Gate the seventieth. If any one steal property to the amount of one direm, they take from the thief two direms, cut off the lobes of his ears, inflict on him ten blows of a stick, and dismiss him after one hour’s imprisonment. Should he a second time commit a similar act, and steal to the amount of a direm, they make him refund two, cut off his ears, inflict twenty blows, and detain him in prison two hours: should he after that steal three direms or two dangs, they cut off his right hand; and if he steal five hundred direms, they put him to death.

Gate the seventy-first. Beware of open and secret sin: abstain from bad sights and thoughts. Offer up thy grateful prayers to the Lord, the most just and pure Ormuzd, the supreme and adorable God, who thus declared to his prophet Zardusht: “Hold it not meet to do unto others what thou wouldst not have done to thyself: do that unto the people which, when done to thyself, proves not disagreeable to thyself.”

Gate the seventy-second. Direct the Hirbud to sanctify for thee an oblation or Darún once every day: if not he, then thyself. It is to be observed that Yazish has the sense of Yashtan; also that Darún (the first letter with Zemma) means a prayer in praise of the Lord and of fire, which being recited by the professors of the pure faith, they breathe over the viands; whatever has been thus breathed over they call Yashtah: for Yashtan signifies the reciting of a prayer.

[Stored items]
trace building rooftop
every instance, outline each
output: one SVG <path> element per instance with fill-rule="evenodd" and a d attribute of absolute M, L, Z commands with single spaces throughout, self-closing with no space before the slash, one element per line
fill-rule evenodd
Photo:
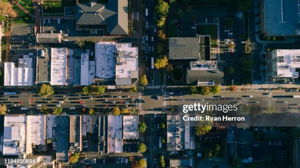
<path fill-rule="evenodd" d="M 4 117 L 3 155 L 18 156 L 26 150 L 26 116 Z"/>
<path fill-rule="evenodd" d="M 19 60 L 18 67 L 14 63 L 4 63 L 5 86 L 27 86 L 33 85 L 33 53 L 23 55 Z"/>
<path fill-rule="evenodd" d="M 51 85 L 67 85 L 66 48 L 51 48 Z"/>
<path fill-rule="evenodd" d="M 198 38 L 169 39 L 169 59 L 197 60 L 200 58 L 200 40 Z"/>
<path fill-rule="evenodd" d="M 123 152 L 122 116 L 108 115 L 108 153 Z"/>
<path fill-rule="evenodd" d="M 299 0 L 265 0 L 266 30 L 270 36 L 300 35 Z"/>
<path fill-rule="evenodd" d="M 76 23 L 79 26 L 106 25 L 110 34 L 127 35 L 128 0 L 110 0 L 108 3 L 77 3 Z"/>
<path fill-rule="evenodd" d="M 138 116 L 123 116 L 123 139 L 138 139 Z"/>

_PROBLEM TO WORK ON_
Copy the gates passage word for word. Begin at the words containing "Gate the seventieth." and stop after "him to death.". Work from the gates passage alone.

_SOLUTION FOR THIS PROBLEM_
Gate the seventieth. If any one steal property to the amount of one direm, they take from the thief two direms, cut off the lobes of his ears, inflict on him ten blows of a stick, and dismiss him after one hour’s imprisonment. Should he a second time commit a similar act, and steal to the amount of a direm, they make him refund two, cut off his ears, inflict twenty blows, and detain him in prison two hours: should he after that steal three direms or two dangs, they cut off his right hand; and if he steal five hundred direms, they put him to death.